> [Problems and tasks]
A. According to the post on the stimulus bill, what ten-year cost did the PricewaterhouseCoopers analysis estimate for the COBRA provision?
B. From the post on the stimulus bill, return the passage that starts at "The HR departments" and runs up to and including "to group-rated insurance.".

::: Text excerpt :::

This Is Stimulus?

One of the (no doubt many) economic time bombs in the bill could force employers to extend COBRA for decades. What’s the problem?

The HR departments for large employers are looking at this provision with great alarm, as indicated in this policy brief. PricewaterhouseCoopers produced an analysis which pegs the ten-year cost of this provision at $39 billion to $65 billion just for those current COBRA-eligible workers age 55 to 64. The estimated costs would be even higher if the analysis assumed, as is reasonable, that many more workers would elect early retirement if they were assured of access to group-rated insurance.

What would employers do if faced with the costs of implementing this provision? It’s fairly predictable. They would hire fewer workers, and pay their current employees less. Not exactly “stimulus.”

Indeed, this is exactly the kind of complex provision which should be considered by Congress only after careful study and a hearing or two to avoid unintended consequences. Certainly it has no business on a bill purportedly aimed at promoting short-term job growth. Unfortunately, logic and reason may not be enough to prevail in the current mad-dash rush to “pass something.”

I suspect that most of the bill is like that. This is madness. The Founders would be appalled at what has happened to the Republic.

::: Entries provided :::

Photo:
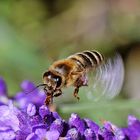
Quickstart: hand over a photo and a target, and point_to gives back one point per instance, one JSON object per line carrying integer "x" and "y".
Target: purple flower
{"x": 117, "y": 132}
{"x": 57, "y": 125}
{"x": 75, "y": 121}
{"x": 25, "y": 97}
{"x": 31, "y": 109}
{"x": 3, "y": 87}
{"x": 52, "y": 135}
{"x": 133, "y": 129}
{"x": 73, "y": 134}
{"x": 31, "y": 120}
{"x": 92, "y": 125}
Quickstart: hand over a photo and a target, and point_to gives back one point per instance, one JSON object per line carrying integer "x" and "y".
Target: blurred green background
{"x": 34, "y": 33}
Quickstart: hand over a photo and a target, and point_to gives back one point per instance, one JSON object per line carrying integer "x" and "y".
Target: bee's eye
{"x": 58, "y": 80}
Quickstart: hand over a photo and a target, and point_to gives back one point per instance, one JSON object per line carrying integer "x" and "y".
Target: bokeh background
{"x": 34, "y": 33}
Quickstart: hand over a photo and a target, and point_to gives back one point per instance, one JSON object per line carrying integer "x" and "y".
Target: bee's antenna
{"x": 40, "y": 85}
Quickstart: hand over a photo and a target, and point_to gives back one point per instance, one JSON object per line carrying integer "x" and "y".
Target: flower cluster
{"x": 28, "y": 119}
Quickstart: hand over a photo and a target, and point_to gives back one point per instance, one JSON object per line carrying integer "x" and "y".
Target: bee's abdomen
{"x": 88, "y": 59}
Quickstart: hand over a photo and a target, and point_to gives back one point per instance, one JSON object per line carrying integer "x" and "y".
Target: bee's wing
{"x": 107, "y": 80}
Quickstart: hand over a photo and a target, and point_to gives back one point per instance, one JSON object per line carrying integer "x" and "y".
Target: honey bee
{"x": 71, "y": 71}
{"x": 74, "y": 70}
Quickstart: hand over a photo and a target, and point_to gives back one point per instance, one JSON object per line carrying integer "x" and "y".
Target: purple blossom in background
{"x": 31, "y": 120}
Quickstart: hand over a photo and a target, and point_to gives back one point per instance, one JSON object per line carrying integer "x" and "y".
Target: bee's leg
{"x": 57, "y": 93}
{"x": 75, "y": 94}
{"x": 49, "y": 98}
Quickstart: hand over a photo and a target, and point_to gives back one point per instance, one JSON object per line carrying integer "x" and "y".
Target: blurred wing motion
{"x": 108, "y": 80}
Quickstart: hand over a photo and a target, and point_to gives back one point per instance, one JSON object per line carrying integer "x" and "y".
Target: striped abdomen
{"x": 87, "y": 59}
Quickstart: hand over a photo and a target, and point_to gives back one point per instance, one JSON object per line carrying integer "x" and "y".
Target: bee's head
{"x": 52, "y": 81}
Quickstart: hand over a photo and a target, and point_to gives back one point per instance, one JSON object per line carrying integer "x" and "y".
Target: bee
{"x": 71, "y": 71}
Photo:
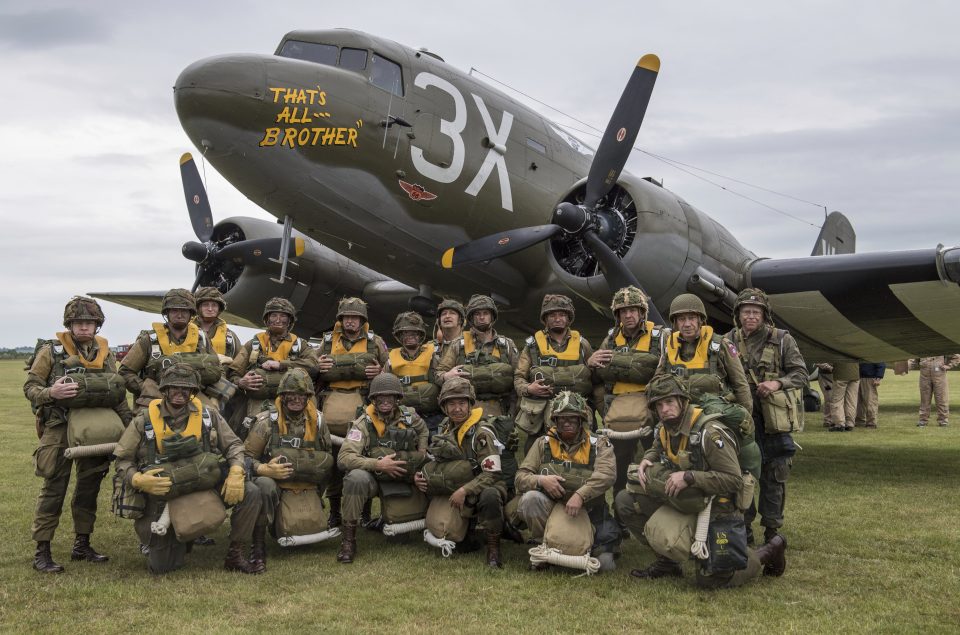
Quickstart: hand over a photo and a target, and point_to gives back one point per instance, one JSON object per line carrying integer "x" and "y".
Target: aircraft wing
{"x": 882, "y": 306}
{"x": 149, "y": 301}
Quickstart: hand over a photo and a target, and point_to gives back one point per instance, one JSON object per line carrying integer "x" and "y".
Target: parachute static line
{"x": 445, "y": 546}
{"x": 308, "y": 539}
{"x": 699, "y": 547}
{"x": 84, "y": 451}
{"x": 162, "y": 524}
{"x": 544, "y": 554}
{"x": 395, "y": 529}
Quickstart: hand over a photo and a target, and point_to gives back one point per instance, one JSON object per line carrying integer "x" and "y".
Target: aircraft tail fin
{"x": 836, "y": 237}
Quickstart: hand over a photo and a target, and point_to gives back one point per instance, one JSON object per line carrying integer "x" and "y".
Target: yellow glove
{"x": 151, "y": 483}
{"x": 232, "y": 491}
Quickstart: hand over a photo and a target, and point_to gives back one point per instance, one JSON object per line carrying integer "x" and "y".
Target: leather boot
{"x": 83, "y": 551}
{"x": 493, "y": 551}
{"x": 335, "y": 519}
{"x": 348, "y": 544}
{"x": 773, "y": 556}
{"x": 43, "y": 561}
{"x": 661, "y": 568}
{"x": 235, "y": 560}
{"x": 258, "y": 552}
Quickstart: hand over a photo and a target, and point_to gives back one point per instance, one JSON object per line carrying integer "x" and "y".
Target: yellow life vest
{"x": 581, "y": 456}
{"x": 379, "y": 425}
{"x": 103, "y": 349}
{"x": 643, "y": 346}
{"x": 700, "y": 357}
{"x": 475, "y": 415}
{"x": 161, "y": 431}
{"x": 414, "y": 371}
{"x": 167, "y": 347}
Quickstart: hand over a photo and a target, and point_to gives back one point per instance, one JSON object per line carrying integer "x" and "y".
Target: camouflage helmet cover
{"x": 556, "y": 302}
{"x": 82, "y": 308}
{"x": 457, "y": 387}
{"x": 280, "y": 305}
{"x": 352, "y": 306}
{"x": 687, "y": 303}
{"x": 753, "y": 296}
{"x": 211, "y": 294}
{"x": 663, "y": 386}
{"x": 178, "y": 299}
{"x": 628, "y": 297}
{"x": 478, "y": 302}
{"x": 449, "y": 303}
{"x": 409, "y": 321}
{"x": 385, "y": 384}
{"x": 295, "y": 381}
{"x": 182, "y": 375}
{"x": 567, "y": 402}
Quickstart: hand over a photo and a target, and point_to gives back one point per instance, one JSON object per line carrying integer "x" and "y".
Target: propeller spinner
{"x": 586, "y": 221}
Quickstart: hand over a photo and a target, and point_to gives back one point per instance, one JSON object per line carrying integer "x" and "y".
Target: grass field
{"x": 872, "y": 523}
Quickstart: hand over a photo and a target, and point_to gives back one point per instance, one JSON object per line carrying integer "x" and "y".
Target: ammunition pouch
{"x": 631, "y": 367}
{"x": 192, "y": 474}
{"x": 93, "y": 426}
{"x": 446, "y": 477}
{"x": 491, "y": 379}
{"x": 574, "y": 377}
{"x": 300, "y": 513}
{"x": 422, "y": 396}
{"x": 349, "y": 367}
{"x": 309, "y": 465}
{"x": 782, "y": 411}
{"x": 271, "y": 381}
{"x": 94, "y": 390}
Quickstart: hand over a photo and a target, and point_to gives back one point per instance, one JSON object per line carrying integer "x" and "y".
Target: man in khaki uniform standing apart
{"x": 553, "y": 359}
{"x": 371, "y": 447}
{"x": 699, "y": 457}
{"x": 934, "y": 382}
{"x": 351, "y": 356}
{"x": 707, "y": 362}
{"x": 78, "y": 349}
{"x": 484, "y": 357}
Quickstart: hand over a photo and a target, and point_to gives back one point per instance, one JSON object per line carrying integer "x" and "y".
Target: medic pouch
{"x": 95, "y": 389}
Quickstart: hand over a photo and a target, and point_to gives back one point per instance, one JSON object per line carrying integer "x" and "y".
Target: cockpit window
{"x": 353, "y": 59}
{"x": 386, "y": 75}
{"x": 310, "y": 52}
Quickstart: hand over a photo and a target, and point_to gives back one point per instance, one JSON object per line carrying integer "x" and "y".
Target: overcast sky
{"x": 852, "y": 105}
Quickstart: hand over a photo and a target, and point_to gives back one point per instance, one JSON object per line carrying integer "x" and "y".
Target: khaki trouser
{"x": 869, "y": 403}
{"x": 934, "y": 383}
{"x": 53, "y": 491}
{"x": 843, "y": 402}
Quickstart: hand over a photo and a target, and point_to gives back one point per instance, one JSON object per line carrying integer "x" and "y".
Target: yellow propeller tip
{"x": 650, "y": 62}
{"x": 447, "y": 260}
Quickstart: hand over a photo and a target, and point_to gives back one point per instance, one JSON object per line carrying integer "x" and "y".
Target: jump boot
{"x": 773, "y": 556}
{"x": 235, "y": 560}
{"x": 335, "y": 519}
{"x": 258, "y": 552}
{"x": 43, "y": 561}
{"x": 493, "y": 551}
{"x": 83, "y": 551}
{"x": 661, "y": 568}
{"x": 348, "y": 544}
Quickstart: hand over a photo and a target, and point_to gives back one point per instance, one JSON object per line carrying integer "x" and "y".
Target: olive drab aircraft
{"x": 398, "y": 178}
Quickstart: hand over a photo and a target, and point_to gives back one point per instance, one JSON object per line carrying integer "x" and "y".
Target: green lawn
{"x": 872, "y": 524}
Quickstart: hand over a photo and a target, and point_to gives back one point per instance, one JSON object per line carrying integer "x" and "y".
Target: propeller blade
{"x": 259, "y": 250}
{"x": 497, "y": 245}
{"x": 618, "y": 275}
{"x": 198, "y": 206}
{"x": 621, "y": 132}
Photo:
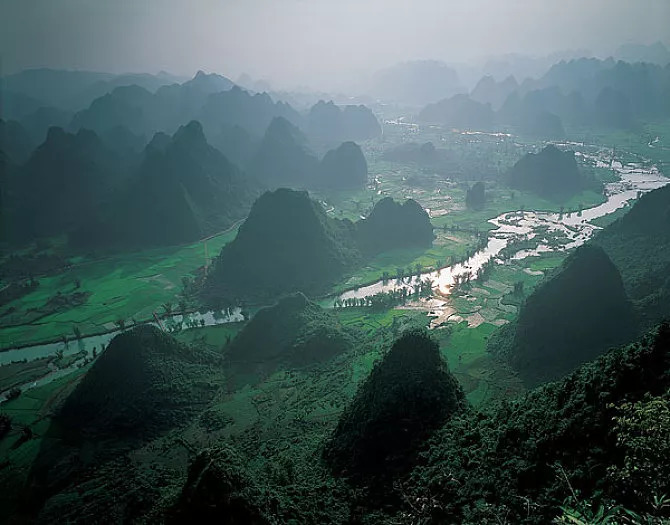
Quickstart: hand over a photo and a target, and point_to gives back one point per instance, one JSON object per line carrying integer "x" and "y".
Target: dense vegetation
{"x": 575, "y": 315}
{"x": 639, "y": 245}
{"x": 344, "y": 167}
{"x": 405, "y": 398}
{"x": 271, "y": 384}
{"x": 143, "y": 384}
{"x": 295, "y": 331}
{"x": 524, "y": 459}
{"x": 289, "y": 244}
{"x": 551, "y": 173}
{"x": 392, "y": 225}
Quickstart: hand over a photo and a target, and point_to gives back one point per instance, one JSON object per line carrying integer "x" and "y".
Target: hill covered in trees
{"x": 344, "y": 167}
{"x": 284, "y": 158}
{"x": 287, "y": 244}
{"x": 639, "y": 245}
{"x": 293, "y": 332}
{"x": 394, "y": 225}
{"x": 574, "y": 316}
{"x": 404, "y": 400}
{"x": 565, "y": 444}
{"x": 183, "y": 190}
{"x": 551, "y": 173}
{"x": 142, "y": 385}
{"x": 63, "y": 184}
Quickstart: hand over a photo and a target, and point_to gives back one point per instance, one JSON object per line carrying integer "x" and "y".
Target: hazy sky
{"x": 312, "y": 42}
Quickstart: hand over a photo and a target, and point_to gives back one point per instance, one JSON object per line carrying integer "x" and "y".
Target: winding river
{"x": 573, "y": 229}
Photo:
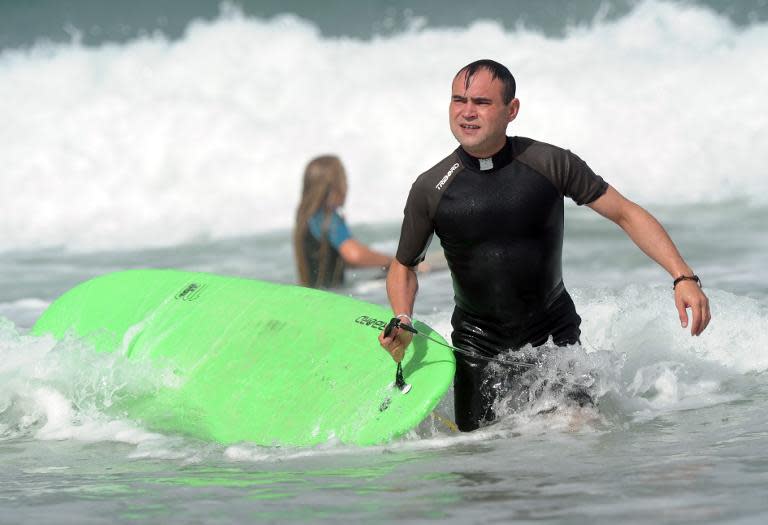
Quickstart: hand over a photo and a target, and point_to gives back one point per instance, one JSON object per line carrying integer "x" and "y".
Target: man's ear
{"x": 514, "y": 108}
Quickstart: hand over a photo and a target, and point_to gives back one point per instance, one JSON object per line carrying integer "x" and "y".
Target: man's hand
{"x": 396, "y": 343}
{"x": 688, "y": 294}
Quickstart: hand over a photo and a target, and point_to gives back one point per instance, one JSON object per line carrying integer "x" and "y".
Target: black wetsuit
{"x": 500, "y": 222}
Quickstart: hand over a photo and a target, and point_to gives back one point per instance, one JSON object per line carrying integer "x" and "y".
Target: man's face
{"x": 478, "y": 115}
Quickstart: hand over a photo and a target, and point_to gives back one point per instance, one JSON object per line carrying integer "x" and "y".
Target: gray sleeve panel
{"x": 420, "y": 208}
{"x": 565, "y": 170}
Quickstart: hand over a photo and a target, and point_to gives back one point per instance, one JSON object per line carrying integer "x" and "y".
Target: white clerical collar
{"x": 486, "y": 164}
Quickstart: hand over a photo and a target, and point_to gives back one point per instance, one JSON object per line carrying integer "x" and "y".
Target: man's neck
{"x": 501, "y": 158}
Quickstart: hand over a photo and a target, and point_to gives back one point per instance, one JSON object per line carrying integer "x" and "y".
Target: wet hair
{"x": 497, "y": 71}
{"x": 324, "y": 177}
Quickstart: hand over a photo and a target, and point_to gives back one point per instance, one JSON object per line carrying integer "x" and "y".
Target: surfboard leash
{"x": 400, "y": 381}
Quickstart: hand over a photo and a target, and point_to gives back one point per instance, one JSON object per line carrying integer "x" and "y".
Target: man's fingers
{"x": 680, "y": 304}
{"x": 696, "y": 314}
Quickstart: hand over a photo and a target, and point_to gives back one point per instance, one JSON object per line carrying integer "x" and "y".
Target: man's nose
{"x": 469, "y": 111}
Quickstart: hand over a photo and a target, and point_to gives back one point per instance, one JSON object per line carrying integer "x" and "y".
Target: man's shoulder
{"x": 527, "y": 147}
{"x": 542, "y": 156}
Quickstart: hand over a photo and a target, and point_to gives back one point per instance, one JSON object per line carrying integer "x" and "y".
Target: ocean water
{"x": 177, "y": 140}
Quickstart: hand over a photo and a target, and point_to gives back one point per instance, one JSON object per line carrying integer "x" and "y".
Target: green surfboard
{"x": 252, "y": 361}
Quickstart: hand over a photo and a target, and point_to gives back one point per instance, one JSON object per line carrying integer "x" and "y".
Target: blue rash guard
{"x": 326, "y": 232}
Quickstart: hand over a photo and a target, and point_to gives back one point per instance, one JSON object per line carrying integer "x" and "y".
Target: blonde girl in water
{"x": 322, "y": 241}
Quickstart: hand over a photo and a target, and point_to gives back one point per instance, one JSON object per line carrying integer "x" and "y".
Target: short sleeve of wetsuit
{"x": 570, "y": 175}
{"x": 338, "y": 232}
{"x": 416, "y": 232}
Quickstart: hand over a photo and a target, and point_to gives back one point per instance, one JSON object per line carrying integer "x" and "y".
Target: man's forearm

:::

> [Answers for this exercise]
A. $39 billion to $65 billion, for current COBRA-eligible workers age 55 to 64 alone.

B.
The HR departments for large employers are looking at this provision with great alarm, as indicated in this policy brief. PricewaterhouseCoopers produced an analysis which pegs the ten-year cost of this provision at $39 billion to $65 billion just for those current COBRA-eligible workers age 55 to 64. The estimated costs would be even higher if the analysis assumed, as is reasonable, that many more workers would elect early retirement if they were assured of access to group-rated insurance.